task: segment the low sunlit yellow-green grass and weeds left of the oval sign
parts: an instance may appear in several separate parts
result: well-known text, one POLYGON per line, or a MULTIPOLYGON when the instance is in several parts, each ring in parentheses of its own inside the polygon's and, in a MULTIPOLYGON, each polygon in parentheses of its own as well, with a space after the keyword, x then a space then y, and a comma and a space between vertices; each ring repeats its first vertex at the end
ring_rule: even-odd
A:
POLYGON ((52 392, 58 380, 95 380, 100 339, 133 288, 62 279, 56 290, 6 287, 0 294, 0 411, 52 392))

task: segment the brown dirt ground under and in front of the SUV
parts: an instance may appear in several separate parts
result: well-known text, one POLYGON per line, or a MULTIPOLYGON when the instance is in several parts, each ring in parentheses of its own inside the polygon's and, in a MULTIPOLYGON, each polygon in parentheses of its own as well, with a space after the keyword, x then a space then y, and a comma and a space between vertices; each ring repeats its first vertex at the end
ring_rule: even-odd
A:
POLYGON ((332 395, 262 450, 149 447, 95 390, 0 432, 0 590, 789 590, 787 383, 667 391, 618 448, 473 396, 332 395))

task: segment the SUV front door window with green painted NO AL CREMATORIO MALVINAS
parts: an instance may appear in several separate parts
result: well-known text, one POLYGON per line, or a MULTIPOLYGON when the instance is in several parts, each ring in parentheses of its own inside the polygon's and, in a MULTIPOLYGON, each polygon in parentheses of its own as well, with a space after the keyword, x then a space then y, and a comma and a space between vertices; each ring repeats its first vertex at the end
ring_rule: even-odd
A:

------

◆ AIM OF THE EXERCISE
Retype the whole of the listing. Nothing may be altered or omitted.

◆ SOLUTION
task: segment the low sunlit yellow-green grass and weeds left of the oval sign
parts: an instance may appear in several separate parts
result: well-known text, one POLYGON per line, or a MULTIPOLYGON when the instance is in several parts, each ring in parentheses of its own inside the polygon's and, in a MULTIPOLYGON, each polygon in parentheses of its own as well, with a space after the keyword, x then a space then y, and a comma and a space between vertices; each ring repeats its first vertex at the end
ring_rule: even-odd
A:
POLYGON ((52 392, 58 380, 95 380, 100 339, 133 288, 62 279, 56 290, 6 287, 0 294, 0 411, 52 392))

task: segment the brown dirt ground under and in front of the SUV
parts: an instance may appear in several separate parts
result: well-known text, one POLYGON per line, or a MULTIPOLYGON when the instance is in several parts, each ring in parentheses of its own inside the polygon's and, in a MULTIPOLYGON, each polygon in parentheses of its own as well, with a space after the keyword, x then a space then y, and a comma and a space between vertices; each ring repeats its first vertex at the end
ring_rule: even-odd
A:
POLYGON ((332 395, 262 450, 149 447, 95 390, 0 432, 0 590, 789 590, 787 383, 667 391, 618 448, 473 396, 332 395))

task: segment the SUV front door window with green painted NO AL CREMATORIO MALVINAS
parts: an instance may appear in several separate parts
result: well-known text, one POLYGON per line, or a MULTIPOLYGON when the instance is in several parts, each ring in parentheses of its own inside the polygon's and, in a MULTIPOLYGON, each polygon in parentheses of its own as well, with a space after the keyword, x then a space then y, and a comma and a space between vertices; each ring repeats its first vertex at the end
ring_rule: even-odd
A:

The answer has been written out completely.